-- Start Exercise input --
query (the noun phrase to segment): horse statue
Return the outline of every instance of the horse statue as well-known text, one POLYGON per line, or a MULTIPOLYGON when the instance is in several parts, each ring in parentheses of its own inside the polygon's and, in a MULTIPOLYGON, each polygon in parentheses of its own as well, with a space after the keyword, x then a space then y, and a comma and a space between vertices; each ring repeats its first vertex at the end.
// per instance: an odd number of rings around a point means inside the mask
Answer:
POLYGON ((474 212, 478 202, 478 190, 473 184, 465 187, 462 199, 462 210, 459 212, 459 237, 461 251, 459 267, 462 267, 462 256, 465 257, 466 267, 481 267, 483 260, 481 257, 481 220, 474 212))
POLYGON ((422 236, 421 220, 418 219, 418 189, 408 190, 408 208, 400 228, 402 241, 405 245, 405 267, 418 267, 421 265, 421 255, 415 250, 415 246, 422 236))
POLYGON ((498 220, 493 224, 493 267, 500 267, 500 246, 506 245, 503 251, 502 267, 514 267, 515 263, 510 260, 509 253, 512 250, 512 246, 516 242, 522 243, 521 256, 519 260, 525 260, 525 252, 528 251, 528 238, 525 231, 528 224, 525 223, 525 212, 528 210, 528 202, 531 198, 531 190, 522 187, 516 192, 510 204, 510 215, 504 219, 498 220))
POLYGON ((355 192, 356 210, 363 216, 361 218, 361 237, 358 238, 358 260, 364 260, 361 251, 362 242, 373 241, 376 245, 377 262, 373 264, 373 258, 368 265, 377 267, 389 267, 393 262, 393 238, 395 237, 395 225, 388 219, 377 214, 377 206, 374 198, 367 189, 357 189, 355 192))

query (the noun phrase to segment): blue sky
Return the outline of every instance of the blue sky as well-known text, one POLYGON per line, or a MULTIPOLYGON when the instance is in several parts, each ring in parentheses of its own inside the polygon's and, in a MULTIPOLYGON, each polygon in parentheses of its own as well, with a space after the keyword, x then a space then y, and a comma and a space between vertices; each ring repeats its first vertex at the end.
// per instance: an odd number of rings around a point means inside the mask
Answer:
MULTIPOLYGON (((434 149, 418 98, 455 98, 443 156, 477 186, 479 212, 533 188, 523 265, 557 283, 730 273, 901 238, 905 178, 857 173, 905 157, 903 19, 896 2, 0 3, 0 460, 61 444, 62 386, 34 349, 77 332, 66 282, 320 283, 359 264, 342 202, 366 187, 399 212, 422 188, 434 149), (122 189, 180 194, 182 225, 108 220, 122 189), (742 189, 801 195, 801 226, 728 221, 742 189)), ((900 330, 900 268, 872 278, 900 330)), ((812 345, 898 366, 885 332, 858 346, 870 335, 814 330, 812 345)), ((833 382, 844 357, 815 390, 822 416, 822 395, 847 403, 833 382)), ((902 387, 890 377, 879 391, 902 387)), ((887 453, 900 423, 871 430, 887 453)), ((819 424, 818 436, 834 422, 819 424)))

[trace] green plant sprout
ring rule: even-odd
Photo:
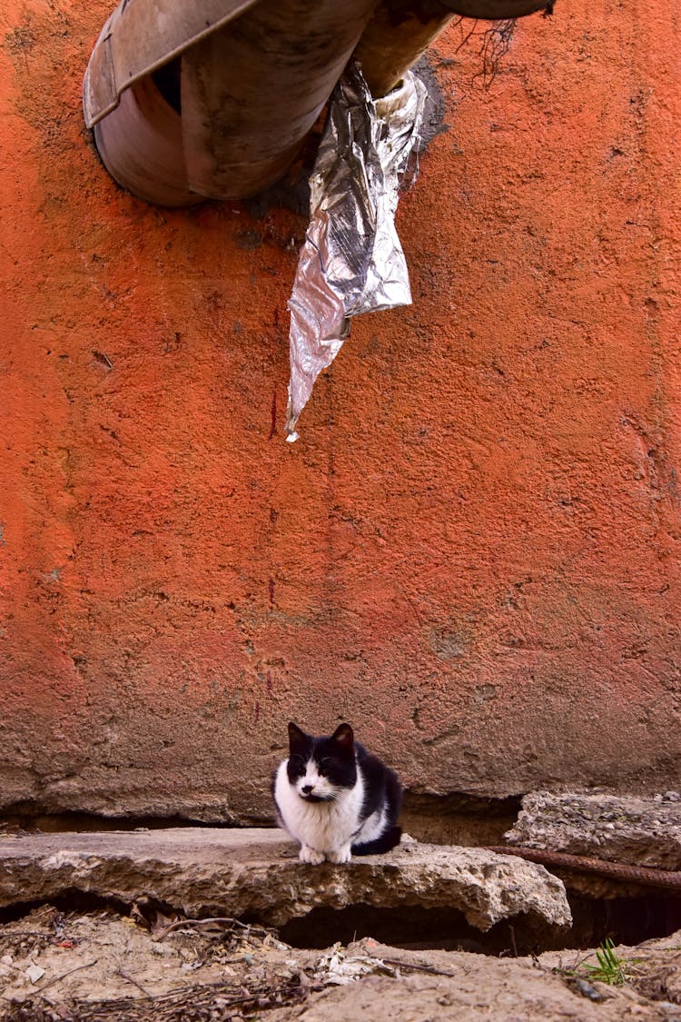
[[[615,954],[615,944],[610,937],[605,937],[599,944],[596,960],[598,965],[584,966],[591,979],[600,980],[601,983],[607,983],[610,986],[622,986],[629,979],[628,963]]]

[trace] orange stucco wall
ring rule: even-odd
[[[111,182],[109,9],[0,11],[1,804],[261,815],[290,717],[415,791],[677,785],[678,12],[561,0],[489,88],[445,33],[414,305],[290,447],[305,222]]]

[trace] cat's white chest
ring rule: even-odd
[[[275,780],[275,799],[281,821],[291,837],[324,854],[349,845],[361,826],[364,785],[361,773],[353,788],[343,790],[332,802],[306,802],[289,783],[287,760]]]

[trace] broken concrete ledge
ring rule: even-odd
[[[279,830],[187,827],[0,837],[0,907],[72,891],[273,926],[315,908],[359,903],[450,908],[480,930],[521,914],[556,927],[572,922],[561,880],[543,866],[483,848],[405,842],[344,866],[307,866]]]
[[[681,870],[681,794],[638,797],[535,791],[505,835],[512,845]]]

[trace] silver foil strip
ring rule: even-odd
[[[374,101],[354,64],[331,99],[310,184],[310,222],[289,298],[291,379],[287,440],[314,380],[360,313],[410,305],[395,230],[399,181],[419,139],[426,87],[407,73]]]

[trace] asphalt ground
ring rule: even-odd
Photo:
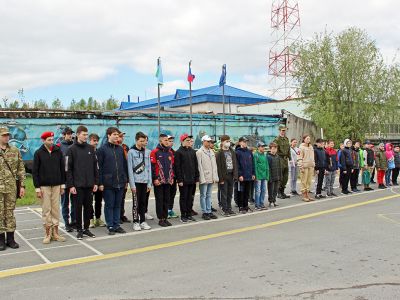
[[[374,190],[267,211],[43,245],[38,208],[16,211],[0,254],[4,299],[399,299],[400,195]],[[213,193],[216,205],[216,193]],[[176,207],[178,207],[178,196]],[[198,208],[198,195],[195,204]],[[130,211],[131,202],[127,202]],[[154,200],[150,201],[150,213]],[[2,298],[2,296],[0,296]]]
-- End Exercise input --
Copy out all of the lines above word for word, leaving out the pictures.

- [Response to this task]:
query (the noun phrase to segment): horse statue
Return the outline of every instance of the horse statue as well-known text, one POLYGON per line, or a MULTIPOLYGON when the instance is in several parts, each ring in parentheses of its own inside the polygon's and, in a MULTIPOLYGON, each polygon in parentheses of its own as well, with a space after the keyword, x then a space then y, and a comma and a space between vertices; each ring repeats its first vertex at the end.
// per instance: an odd number of rings around a point means inside the mask
Answer:
POLYGON ((474 212, 478 202, 478 190, 473 184, 465 187, 462 199, 462 210, 459 212, 459 237, 461 251, 459 267, 462 267, 462 256, 465 257, 466 267, 481 267, 483 260, 481 257, 481 220, 474 212))
POLYGON ((422 236, 421 220, 418 219, 418 189, 408 190, 408 208, 400 228, 402 241, 405 245, 405 267, 418 267, 421 265, 421 255, 415 250, 415 246, 422 236))
POLYGON ((498 220, 493 224, 493 267, 500 267, 500 246, 506 245, 503 251, 502 267, 514 267, 515 263, 510 260, 509 253, 512 250, 512 246, 516 242, 522 243, 521 256, 519 260, 525 260, 525 252, 528 251, 528 238, 525 231, 528 224, 525 223, 525 212, 528 210, 528 202, 531 198, 531 190, 522 187, 516 192, 510 204, 510 215, 504 219, 498 220))
POLYGON ((355 192, 356 210, 363 216, 361 218, 361 237, 358 238, 358 260, 364 260, 361 251, 362 242, 373 241, 376 245, 377 262, 373 264, 373 258, 368 265, 377 267, 389 267, 393 262, 393 238, 395 237, 395 225, 388 219, 377 214, 377 206, 374 198, 367 189, 357 189, 355 192))

query (the noun phrase to segment): blue sky
Return the outline of every instance of the blue sky as well-known text, one POLYGON per line, or a MULTIPOLYGON when the instance is in several parts, each ring in parentheses of its own inside the polygon's and, in a MULTIPOLYGON, each polygon in parentheses of its own as well, with a space after the keyword, x then a space then y, and a comma and a space between vertices; each ring repeats its first vertex at the end.
// per instance: an odd number of rings around a point means inside the mask
Answer:
MULTIPOLYGON (((434 149, 418 98, 455 98, 443 156, 477 186, 479 212, 533 188, 523 265, 557 283, 730 273, 901 238, 905 178, 857 173, 905 157, 903 19, 896 2, 0 3, 0 460, 61 444, 62 386, 34 349, 77 332, 66 282, 320 283, 359 264, 342 202, 366 187, 399 212, 422 188, 434 149), (122 189, 180 194, 182 225, 108 220, 122 189), (742 189, 801 195, 801 226, 728 221, 742 189)), ((900 330, 900 268, 872 278, 900 330)), ((812 345, 898 366, 885 332, 858 346, 870 335, 814 330, 812 345)), ((833 382, 844 357, 815 390, 822 416, 822 395, 847 403, 833 382)), ((902 387, 890 377, 879 391, 902 387)), ((887 453, 900 423, 871 430, 887 453)), ((819 424, 818 436, 834 422, 819 424)))

[trace] green plant sprout
ring rule: even-odd
Photo:
[[[615,954],[615,944],[610,937],[605,937],[599,944],[596,960],[598,965],[584,966],[591,979],[600,980],[601,983],[607,983],[610,986],[622,986],[629,979],[628,963]]]

[trace] orange stucco wall
ring rule: even-odd
[[[111,182],[109,9],[0,11],[1,804],[261,815],[290,717],[415,791],[677,785],[678,12],[561,0],[489,88],[445,33],[414,305],[290,447],[305,222]]]

[trace] cat's white chest
ring rule: even-odd
[[[275,780],[275,799],[281,821],[291,837],[324,854],[349,845],[361,826],[364,785],[361,773],[353,788],[343,790],[332,802],[306,802],[289,783],[287,760]]]

[trace] broken concrete ledge
ring rule: even-odd
[[[279,830],[187,827],[0,837],[0,907],[72,891],[273,926],[315,908],[359,903],[450,908],[480,930],[521,914],[556,927],[572,922],[561,880],[543,866],[483,848],[405,842],[344,866],[307,866]]]
[[[681,870],[681,794],[638,797],[535,791],[505,835],[512,845]]]

[trace] silver foil strip
ring rule: even-odd
[[[374,101],[354,64],[331,99],[310,184],[310,222],[289,298],[291,379],[287,440],[314,380],[360,313],[410,305],[395,230],[399,181],[419,139],[426,87],[407,73]]]

[trace] asphalt ground
ring rule: even-odd
Photo:
[[[374,190],[267,211],[43,245],[38,208],[16,211],[0,254],[4,299],[399,299],[400,195]],[[213,193],[216,205],[216,193]],[[176,207],[178,207],[178,196]],[[198,208],[198,195],[195,204]],[[130,211],[131,202],[127,202]],[[154,200],[150,201],[150,213]],[[2,298],[2,296],[0,296]]]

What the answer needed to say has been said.